下面是Python代码和打印输出的结果：

import numpy as np
#################################################################################
# 函数1：计算01序列的熵
def compute_entropy(y):
    """
    Computes the entropy for 
    
    Args:
       y (ndarray): Numpy array indicating whether each example at a node is
           edible (`1`) or poisonous (`0`)
       
    Returns:
        entropy (float): Entropy at that node
        
    """
    # 排除特殊情况
    if(len(y)==0):
        return 0.0
    
    # 正常计算
    p1 = y.sum()/y.size
    # print(p1)
    if(p1==0 or p1==1):
        return 0.0
    else:
        entropy = -p1*np.log2(p1)-(1-p1)*np.log2(1-p1)
        return entropy

#################################################################################
# 函数2：按照给定特征分割，返回左右子节点的列表
def split_dataset(X, node_indices, feature):
    """
    Splits the data at the given node into left and right branches
    
    Args:
        X (ndarray):             Data matrix of shape(n_samples, n_features)
        node_indices (ndarray):  List containing the active indices. I.e, the samples being considered at this step.
        feature (int):           Index of feature to split on
    
    Returns:
        left_indices (ndarray): Indices with feature value == 1
        right_indices (ndarray): Indices with feature value == 0
    """
    # 定义列表
    left_indices = []
    right_indices = []
    # 按照给定特征分割
    for i in node_indices:
        if(X[i][feature]):
            left_indices.append(i)
        else:
            right_indices.append(i)
    # 返回左右列表
    return left_indices, right_indices

#################################################################################
# 函数3：计算信息增益
def compute_information_gain(X, y, node_indices, feature):
    
    """
    Compute the information of splitting the node on a given feature
    
    Args:
        X (ndarray):            Data matrix of shape(n_samples, n_features)
        y (array like):         list or ndarray with n_samples containing the target variable
        node_indices (ndarray): List containing the active indices. I.e, the samples being considered in this step.
        feature (int):          Index of feature to split on
   
    Returns:
        cost (float):        Cost computed
    
    """
    # 排除意外情况
    if(len(node_indices)==0):
        return 0.0
    # Split dataset
    left_indices, right_indices = split_dataset(X, node_indices, feature)
    # root entropy
    H_root = compute_entropy(y[node_indices])
    # Weights 
    w_left = len(left_indices) / len(node_indices)
    w_right = len(right_indices) / len(node_indices)
    # Weighted entropy
    H_left = compute_entropy(y[left_indices])
    H_right = compute_entropy(y[right_indices])
    #Information gain                                                   
    information_gain = H_root - (w_left*H_left + w_right*H_right)
★ ★ ★ ★ ★ ★ ★
请把上面文档节选中以“Splits the data at the given node”开头的那段函数说明改写成简短的列表，并保留其主要信息。

目标点标注:
★ ★ ★ ★ ★ ★ ★
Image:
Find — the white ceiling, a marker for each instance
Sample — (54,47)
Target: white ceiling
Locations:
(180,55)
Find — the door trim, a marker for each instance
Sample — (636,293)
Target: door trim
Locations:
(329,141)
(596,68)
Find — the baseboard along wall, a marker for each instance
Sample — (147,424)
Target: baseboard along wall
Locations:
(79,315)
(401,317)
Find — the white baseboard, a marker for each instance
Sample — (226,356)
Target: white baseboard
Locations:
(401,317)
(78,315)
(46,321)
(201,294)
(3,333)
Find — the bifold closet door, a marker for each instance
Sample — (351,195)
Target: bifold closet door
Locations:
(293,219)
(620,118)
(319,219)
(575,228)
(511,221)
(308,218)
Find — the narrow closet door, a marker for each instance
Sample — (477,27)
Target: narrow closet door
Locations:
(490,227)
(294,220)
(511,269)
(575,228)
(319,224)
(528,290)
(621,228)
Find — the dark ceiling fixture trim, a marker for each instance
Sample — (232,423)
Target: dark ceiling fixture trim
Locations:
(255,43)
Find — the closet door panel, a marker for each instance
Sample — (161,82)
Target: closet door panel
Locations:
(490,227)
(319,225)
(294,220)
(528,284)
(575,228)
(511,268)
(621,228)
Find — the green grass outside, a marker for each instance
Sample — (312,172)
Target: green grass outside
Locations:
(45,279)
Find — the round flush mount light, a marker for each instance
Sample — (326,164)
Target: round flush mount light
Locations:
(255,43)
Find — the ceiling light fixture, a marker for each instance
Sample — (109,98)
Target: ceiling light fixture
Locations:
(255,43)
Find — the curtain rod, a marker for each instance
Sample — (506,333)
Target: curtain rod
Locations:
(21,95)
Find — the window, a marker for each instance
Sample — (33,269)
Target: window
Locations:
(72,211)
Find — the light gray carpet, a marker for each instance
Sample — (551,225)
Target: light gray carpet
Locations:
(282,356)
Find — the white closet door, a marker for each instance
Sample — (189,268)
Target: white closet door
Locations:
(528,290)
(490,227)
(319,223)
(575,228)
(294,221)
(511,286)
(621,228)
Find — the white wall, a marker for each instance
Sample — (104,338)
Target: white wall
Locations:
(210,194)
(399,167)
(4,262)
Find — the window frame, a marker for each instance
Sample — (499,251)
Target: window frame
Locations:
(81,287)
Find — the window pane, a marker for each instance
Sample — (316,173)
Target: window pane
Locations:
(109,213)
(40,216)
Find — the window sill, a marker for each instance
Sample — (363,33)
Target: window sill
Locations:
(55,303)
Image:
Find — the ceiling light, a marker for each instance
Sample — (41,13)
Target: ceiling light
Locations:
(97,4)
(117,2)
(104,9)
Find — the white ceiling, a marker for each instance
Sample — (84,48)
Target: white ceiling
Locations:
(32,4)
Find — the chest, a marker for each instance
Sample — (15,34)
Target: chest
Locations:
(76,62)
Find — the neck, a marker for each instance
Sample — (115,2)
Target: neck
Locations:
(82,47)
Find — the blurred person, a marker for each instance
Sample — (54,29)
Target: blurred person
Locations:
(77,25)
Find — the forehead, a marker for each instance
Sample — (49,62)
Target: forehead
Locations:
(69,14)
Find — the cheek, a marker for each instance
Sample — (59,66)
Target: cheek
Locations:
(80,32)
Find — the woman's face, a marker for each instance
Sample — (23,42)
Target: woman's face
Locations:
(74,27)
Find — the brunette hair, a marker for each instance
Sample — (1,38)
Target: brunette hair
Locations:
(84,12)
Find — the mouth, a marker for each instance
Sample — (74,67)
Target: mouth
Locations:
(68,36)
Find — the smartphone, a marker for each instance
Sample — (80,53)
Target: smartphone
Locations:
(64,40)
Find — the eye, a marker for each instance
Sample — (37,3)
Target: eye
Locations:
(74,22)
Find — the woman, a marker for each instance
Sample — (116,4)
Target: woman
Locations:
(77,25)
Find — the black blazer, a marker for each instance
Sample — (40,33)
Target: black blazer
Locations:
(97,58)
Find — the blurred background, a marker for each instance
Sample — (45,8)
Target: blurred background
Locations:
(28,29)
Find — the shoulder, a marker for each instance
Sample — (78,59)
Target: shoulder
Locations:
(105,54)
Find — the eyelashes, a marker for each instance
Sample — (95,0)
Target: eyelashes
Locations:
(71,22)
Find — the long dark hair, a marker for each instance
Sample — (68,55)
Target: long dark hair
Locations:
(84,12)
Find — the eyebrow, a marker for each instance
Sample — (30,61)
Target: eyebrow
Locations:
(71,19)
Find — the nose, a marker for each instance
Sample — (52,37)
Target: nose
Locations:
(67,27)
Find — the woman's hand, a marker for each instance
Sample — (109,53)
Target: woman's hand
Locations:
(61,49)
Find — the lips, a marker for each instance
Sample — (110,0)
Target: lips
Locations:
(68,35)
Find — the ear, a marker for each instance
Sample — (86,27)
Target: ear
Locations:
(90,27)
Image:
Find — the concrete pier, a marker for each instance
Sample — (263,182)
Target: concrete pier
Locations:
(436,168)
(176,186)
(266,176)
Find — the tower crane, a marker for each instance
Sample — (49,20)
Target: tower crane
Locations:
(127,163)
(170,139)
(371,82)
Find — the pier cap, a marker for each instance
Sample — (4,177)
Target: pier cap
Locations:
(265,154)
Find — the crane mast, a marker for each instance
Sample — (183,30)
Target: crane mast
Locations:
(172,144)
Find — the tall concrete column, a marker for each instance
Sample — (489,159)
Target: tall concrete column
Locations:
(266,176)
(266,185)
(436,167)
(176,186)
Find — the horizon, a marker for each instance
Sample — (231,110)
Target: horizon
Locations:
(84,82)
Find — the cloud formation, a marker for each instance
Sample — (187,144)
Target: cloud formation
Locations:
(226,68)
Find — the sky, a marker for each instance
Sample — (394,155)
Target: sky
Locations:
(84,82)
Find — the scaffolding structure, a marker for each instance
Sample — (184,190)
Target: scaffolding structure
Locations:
★ ★ ★ ★ ★ ★ ★
=== 练习答案 ===
- 作用：把给定节点的数据分成左、右两个分支
- 参数 X（ndarray）：形状为 (n_samples, n_features) 的数据矩阵
- 参数 node_indices（ndarray）：当前步骤所考虑样本的索引列表
- 参数 feature（int）：用于分割的特征索引
- 返回 left_indices（ndarray）：该特征值为 1 的索引
- 返回 right_indices（ndarray）：该特征值为 0 的索引